Data for processing START

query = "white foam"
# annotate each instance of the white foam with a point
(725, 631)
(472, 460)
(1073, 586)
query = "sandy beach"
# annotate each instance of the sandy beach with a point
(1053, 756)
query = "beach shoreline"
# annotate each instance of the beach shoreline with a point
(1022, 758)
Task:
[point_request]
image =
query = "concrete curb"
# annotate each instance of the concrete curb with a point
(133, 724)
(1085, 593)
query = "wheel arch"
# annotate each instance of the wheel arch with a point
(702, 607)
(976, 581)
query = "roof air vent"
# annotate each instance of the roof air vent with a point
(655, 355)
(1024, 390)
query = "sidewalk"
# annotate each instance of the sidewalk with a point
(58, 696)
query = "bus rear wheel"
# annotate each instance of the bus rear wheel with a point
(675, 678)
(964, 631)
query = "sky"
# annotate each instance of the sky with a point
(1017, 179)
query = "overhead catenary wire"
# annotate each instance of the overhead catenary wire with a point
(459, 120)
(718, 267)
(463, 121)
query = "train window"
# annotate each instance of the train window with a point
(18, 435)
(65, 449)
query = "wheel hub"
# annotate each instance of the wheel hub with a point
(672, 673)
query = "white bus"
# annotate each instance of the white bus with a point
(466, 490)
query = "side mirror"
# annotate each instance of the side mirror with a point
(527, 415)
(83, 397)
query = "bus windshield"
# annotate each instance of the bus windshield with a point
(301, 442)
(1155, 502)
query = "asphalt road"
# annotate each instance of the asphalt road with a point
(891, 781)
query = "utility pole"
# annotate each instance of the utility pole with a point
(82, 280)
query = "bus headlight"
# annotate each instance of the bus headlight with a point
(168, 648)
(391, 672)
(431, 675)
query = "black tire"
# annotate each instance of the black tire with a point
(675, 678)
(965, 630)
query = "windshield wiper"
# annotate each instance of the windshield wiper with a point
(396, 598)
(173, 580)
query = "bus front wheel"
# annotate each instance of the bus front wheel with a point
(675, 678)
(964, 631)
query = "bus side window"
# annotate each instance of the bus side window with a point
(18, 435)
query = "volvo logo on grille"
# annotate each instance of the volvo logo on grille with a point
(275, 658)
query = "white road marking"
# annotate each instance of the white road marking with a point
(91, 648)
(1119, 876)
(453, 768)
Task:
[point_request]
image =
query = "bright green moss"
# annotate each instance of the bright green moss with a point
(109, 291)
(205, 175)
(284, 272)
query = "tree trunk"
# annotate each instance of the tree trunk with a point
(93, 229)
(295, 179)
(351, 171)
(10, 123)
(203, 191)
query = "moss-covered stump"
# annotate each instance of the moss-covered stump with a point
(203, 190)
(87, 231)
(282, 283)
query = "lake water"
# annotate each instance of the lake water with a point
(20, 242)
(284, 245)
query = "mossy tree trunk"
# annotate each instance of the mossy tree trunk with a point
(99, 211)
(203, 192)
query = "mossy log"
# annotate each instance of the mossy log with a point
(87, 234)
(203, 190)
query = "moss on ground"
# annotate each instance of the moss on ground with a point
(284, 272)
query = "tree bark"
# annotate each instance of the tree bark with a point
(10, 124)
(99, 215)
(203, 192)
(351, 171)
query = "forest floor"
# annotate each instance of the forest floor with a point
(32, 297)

Data for processing END

## Exercise description
The full listing above should be repeated without omission.

## Answer to this exercise
query = "white foam"
# annotate each instance of the white foam with a point
(725, 631)
(472, 460)
(1073, 586)
query = "sandy beach"
# annotate each instance of the sandy beach with a point
(1053, 756)
query = "beach shoreline"
# annotate each instance of the beach shoreline with a point
(1022, 758)
Task:
[point_request]
image =
query = "concrete curb"
# annotate each instance of the concrete curb with a point
(133, 724)
(1085, 593)
query = "wheel arch"
# annotate each instance of the wheel arch with a point
(702, 607)
(976, 581)
query = "roof air vent"
# annotate each instance of the roof air vent with a point
(655, 355)
(1024, 390)
query = "sidewalk"
# annotate each instance of the sidewalk with a point
(58, 696)
query = "bus rear wheel"
# annotate each instance of the bus rear wheel with a point
(675, 678)
(964, 631)
query = "sky"
# annotate each instance of the sky with a point
(1017, 179)
query = "overhead catenary wire"
# annotate each instance of the overhead catenary wire with a point
(459, 120)
(718, 267)
(463, 121)
query = "train window"
# annotate each instance of the train window with a point
(18, 435)
(65, 449)
query = "wheel hub"
# annotate each instance of the wheel hub with a point
(672, 673)
query = "white bus"
# annotate each instance of the white bus with a point
(466, 490)
query = "side mirror"
# annotate each instance of the side mirror with a point
(527, 415)
(83, 397)
query = "bus windshield"
# annotate each instance of the bus windshield with a point
(301, 442)
(1155, 502)
query = "asphalt road"
# annotate each instance of the asphalt road with a point
(891, 781)
query = "utility pole"
# annotate each instance of the utility pole with a point
(82, 280)
query = "bus headlight"
# annotate each instance of the bus headlight with a point
(168, 648)
(391, 672)
(431, 675)
query = "black tire"
# annotate each instance of the black tire with a point
(675, 678)
(965, 630)
query = "windshield wiper"
# annotate each instance of the windshield wiper with a point
(396, 598)
(173, 580)
query = "bus front wheel"
# annotate each instance of the bus front wheel with a point
(675, 678)
(964, 631)
query = "bus side window"
# annotate each instance of the bus side window with a point
(18, 435)
query = "volvo logo on grille"
# annotate each instance of the volvo logo on grille with a point
(275, 658)
query = "white road marking"
# annotate each instance of the white road marking with a point
(91, 648)
(1119, 876)
(453, 768)
Task:
[point_request]
image =
query = "bright green moss"
# annotate each instance of the bright green moss with a point
(109, 291)
(205, 175)
(284, 272)
query = "tree trunk"
# annotate each instance of the tree trunk with a point
(93, 229)
(295, 179)
(351, 171)
(10, 123)
(203, 191)
query = "moss-covered stump"
# annotate each instance of the moss-covered stump with a point
(203, 190)
(87, 231)
(282, 283)
query = "lake water"
# annotate each instance of the lake water with a point
(20, 242)
(284, 245)
query = "mossy tree trunk"
# annotate each instance of the mossy tree trunk with a point
(99, 211)
(203, 192)
query = "mossy log"
# annotate each instance of the mossy log with a point
(87, 234)
(203, 190)
query = "moss on ground"
# annotate each instance of the moss on ground with a point
(284, 272)
query = "tree bark"
# annotate each instance of the tree bark with a point
(10, 124)
(99, 215)
(203, 192)
(351, 171)
query = "forest floor"
# annotate each instance of the forest floor with a point
(32, 297)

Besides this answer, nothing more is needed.